Repeat the records word for word from their first line through the line containing "box: [557, 209, 1477, 785]", including both of those lines.

Stored data:
++++++++
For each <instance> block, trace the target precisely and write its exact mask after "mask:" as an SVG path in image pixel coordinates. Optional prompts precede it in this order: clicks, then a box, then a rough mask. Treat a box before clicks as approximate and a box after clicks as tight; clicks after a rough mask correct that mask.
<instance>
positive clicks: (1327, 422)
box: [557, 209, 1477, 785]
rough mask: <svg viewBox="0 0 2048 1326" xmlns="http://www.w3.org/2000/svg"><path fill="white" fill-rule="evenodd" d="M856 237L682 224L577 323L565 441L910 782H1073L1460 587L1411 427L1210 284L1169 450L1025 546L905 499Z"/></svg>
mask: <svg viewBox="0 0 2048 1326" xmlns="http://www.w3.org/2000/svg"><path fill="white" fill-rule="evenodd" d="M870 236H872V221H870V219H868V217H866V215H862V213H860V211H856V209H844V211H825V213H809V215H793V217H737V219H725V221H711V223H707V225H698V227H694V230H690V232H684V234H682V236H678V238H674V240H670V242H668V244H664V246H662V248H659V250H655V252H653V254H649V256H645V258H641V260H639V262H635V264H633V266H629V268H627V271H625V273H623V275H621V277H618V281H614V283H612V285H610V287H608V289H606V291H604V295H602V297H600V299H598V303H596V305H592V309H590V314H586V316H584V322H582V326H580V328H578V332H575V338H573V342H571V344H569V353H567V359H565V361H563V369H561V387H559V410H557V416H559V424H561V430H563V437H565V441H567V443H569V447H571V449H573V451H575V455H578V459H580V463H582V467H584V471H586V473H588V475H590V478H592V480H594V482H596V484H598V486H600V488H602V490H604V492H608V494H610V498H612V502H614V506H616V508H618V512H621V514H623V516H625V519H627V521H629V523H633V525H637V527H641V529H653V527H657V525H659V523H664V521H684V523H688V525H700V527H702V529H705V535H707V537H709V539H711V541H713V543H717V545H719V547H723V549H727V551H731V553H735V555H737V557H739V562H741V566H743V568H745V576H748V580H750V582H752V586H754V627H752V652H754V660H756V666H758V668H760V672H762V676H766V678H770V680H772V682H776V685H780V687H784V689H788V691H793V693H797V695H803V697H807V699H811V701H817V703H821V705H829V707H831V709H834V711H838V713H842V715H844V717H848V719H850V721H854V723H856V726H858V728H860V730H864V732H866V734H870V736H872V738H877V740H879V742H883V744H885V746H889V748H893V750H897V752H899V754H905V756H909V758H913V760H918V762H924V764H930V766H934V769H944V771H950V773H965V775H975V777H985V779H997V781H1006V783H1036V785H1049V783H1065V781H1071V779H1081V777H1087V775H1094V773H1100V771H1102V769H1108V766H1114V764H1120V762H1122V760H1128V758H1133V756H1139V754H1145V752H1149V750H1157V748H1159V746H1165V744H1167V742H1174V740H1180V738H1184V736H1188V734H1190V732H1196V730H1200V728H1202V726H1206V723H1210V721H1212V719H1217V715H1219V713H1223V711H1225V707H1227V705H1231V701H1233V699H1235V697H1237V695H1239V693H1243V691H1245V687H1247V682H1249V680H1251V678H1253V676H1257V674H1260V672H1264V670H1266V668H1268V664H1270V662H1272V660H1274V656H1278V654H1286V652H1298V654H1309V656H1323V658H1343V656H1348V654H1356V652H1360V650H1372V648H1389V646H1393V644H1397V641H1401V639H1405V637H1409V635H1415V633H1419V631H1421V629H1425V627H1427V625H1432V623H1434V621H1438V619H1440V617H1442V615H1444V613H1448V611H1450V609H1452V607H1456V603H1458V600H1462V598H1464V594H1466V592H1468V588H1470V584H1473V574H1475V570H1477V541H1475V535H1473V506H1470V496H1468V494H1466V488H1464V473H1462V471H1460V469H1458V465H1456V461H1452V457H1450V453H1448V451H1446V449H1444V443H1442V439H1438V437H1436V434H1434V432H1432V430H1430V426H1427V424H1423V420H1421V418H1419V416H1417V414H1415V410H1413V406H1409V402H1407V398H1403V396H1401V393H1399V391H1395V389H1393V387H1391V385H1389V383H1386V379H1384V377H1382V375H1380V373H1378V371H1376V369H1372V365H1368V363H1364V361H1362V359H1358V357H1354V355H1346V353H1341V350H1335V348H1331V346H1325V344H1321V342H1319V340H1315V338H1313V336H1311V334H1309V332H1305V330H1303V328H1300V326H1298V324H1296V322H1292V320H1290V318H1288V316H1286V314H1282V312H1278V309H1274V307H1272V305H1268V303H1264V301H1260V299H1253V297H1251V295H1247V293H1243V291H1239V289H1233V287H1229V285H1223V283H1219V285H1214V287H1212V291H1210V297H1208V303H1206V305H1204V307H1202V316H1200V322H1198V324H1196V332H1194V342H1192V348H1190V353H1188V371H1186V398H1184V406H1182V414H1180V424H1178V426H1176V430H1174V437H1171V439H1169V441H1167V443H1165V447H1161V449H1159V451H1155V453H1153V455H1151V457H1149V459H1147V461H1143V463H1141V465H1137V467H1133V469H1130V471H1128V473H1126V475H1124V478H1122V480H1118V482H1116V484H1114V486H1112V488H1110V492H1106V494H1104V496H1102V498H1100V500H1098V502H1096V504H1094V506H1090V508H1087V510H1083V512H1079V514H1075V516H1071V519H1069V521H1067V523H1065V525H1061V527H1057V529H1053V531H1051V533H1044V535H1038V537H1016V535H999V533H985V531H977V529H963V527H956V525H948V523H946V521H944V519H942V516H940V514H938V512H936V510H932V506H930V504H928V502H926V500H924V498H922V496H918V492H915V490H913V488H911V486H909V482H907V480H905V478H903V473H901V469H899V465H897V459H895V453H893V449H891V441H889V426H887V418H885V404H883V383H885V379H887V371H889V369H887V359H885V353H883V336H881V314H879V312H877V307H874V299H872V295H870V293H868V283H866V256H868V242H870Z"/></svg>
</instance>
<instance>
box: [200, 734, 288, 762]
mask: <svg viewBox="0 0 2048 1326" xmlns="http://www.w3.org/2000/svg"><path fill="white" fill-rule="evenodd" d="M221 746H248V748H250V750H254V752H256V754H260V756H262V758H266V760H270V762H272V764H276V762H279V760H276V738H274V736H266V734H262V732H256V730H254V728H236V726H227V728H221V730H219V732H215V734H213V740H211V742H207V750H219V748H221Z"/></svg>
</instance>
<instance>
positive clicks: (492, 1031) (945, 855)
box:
++++++++
TASK SOLUTION:
For each <instance> block, trace the target precisely and write its exact mask after "mask:" as an SVG path in image pixel coordinates. Optional prompts precede it in this order: clicks, then a box, then a rough mask. Treat a box before clicks as approximate and a box after clicks as tight; clicks after a rough mask correct that mask.
<instance>
positive clicks: (1327, 422)
box: [557, 209, 1477, 785]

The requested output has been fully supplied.